Begin Text shown

In the unified view, a civic address defines a series of (sometimes
non-orthogonal) spatial partitions. The first is the implicit
partition that identifies the surface of the earth and the space near
the surface. The second is the country. Each label that is included
in a civic address provides information about a different set of
spatial partitions. Some partitions require slight adjustments from
a standard interpretation: for instance, a road includes all
properties that adjoin the street. Each label might need to be
interpreted with other values to provide context.
Thomson & Winterbottom Expires February 15, 2015 [Page 9]
Internet-Draft Uncertainty & Confidence August 2014
As a value at each level is interpreted, one or more spatial
partitions at that level are selected, and all other partitions of
that type are excluded. For non-orthogonal partitions, only the
portion of the partition that fits within the existing space is
selected. This is what distinguishes King Street in Sydney from King
Street in Melbourne. Each defined element selects a partition of
space. The resulting location is the intersection of all selected
spaces.
The resulting spatial partition can be considered as a region of
uncertainty.
Note: This view is a potential perspective on the process of geo-
coding - the translation of a civic address to a geodetic
location.
Uncertainty in civic addresses can be increased by removing elements.
This does not increase confidence unless additional information is
used. Similarly, arbitrarily increasing uncertainty in a geodetic
location does not increase confidence.
3.4. DHCP Location Configuration Information and Uncertainty
Location information is often measured in two or three dimensions;
expressions of uncertainty in one dimension only are rare. The
"resolution" parameters in [RFC6225] provide an indication of how
many bits of a number are valid, which could be interpreted as an
expression of uncertainty in one dimension.
[RFC6225] defines a means for representing uncertainty, but a value
for confidence is not specified. A default value of 95% confidence
is assumed for the combination of the uncertainty on each axis. This
is consistent with the transformation of those forms into the
uncertainty representations from [RFC5491]. That is, the confidence
of the resultant rectangular polygon or prism is assumed to be 95%.

End Text shown
Begin Supplied material

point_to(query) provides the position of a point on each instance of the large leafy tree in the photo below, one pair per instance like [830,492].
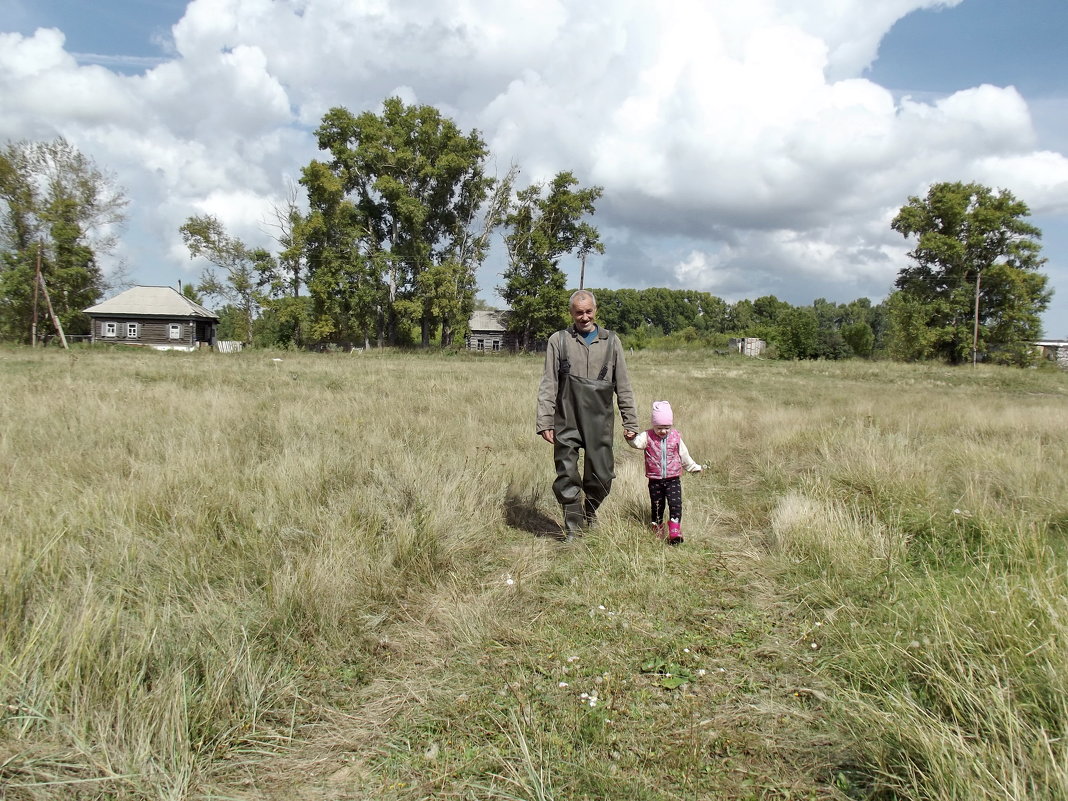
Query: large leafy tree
[971,241]
[58,206]
[409,185]
[546,222]
[245,270]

End Supplied material

__The tasks__:
1/ Translate this sentence from the text on location uncertainty into Spanish: "Uncertainty in civic addresses can be increased by removing elements."
2/ Pick up the text on location uncertainty from its last sentence and write what comes next.

__Outputs for the tasks__:
1/ La incertidumbre en las direcciones cívicas puede aumentarse eliminando elementos.

2/
4. Representation of Confidence in PIDF-LO
On the whole, a fixed definition for confidence is preferable.
Primarily because it ensures consistency between implementations.
Location generators that are aware of this constraint can generate
location information at the required confidence. Location recipients
are able to make sensible assumptions about the quality of the
information that they receive.
In some circumstances - particularly with pre-existing systems -
location generators might unable to provide location information with
consistent confidence. Existing systems sometimes specify confidence
Thomson & Winterbottom Expires February 15, 2015 [Page 10]
Internet-Draft Uncertainty & Confidence August 2014
at 38%, 67% or 90%. Existing forms of expressing location
information, such as that defined in [TS-3GPP-23_032], contain
elements that express the confidence in the result.
The addition of a confidence element provides information that was
previously unavailable to recipients of location information.
Without this information, a location server or generator that has
access to location information with a confidence lower than 95% has
two options:
o The location server can scale regions of uncertainty in an attempt
to acheive 95% confidence. This scaling process significantly
degrades the quality of the information, because the location
server might not have the necessary information to scale
appropriately; the location server is forced to make assumptions
that are likely to result in either an overly conservative
estimate with high uncertainty or a overestimate of confidence.
o The location server can ignore the confidence entirely, which
results in giving the recipient a false impression of its quality.
Both of these choices degrade the quality of the information
provided.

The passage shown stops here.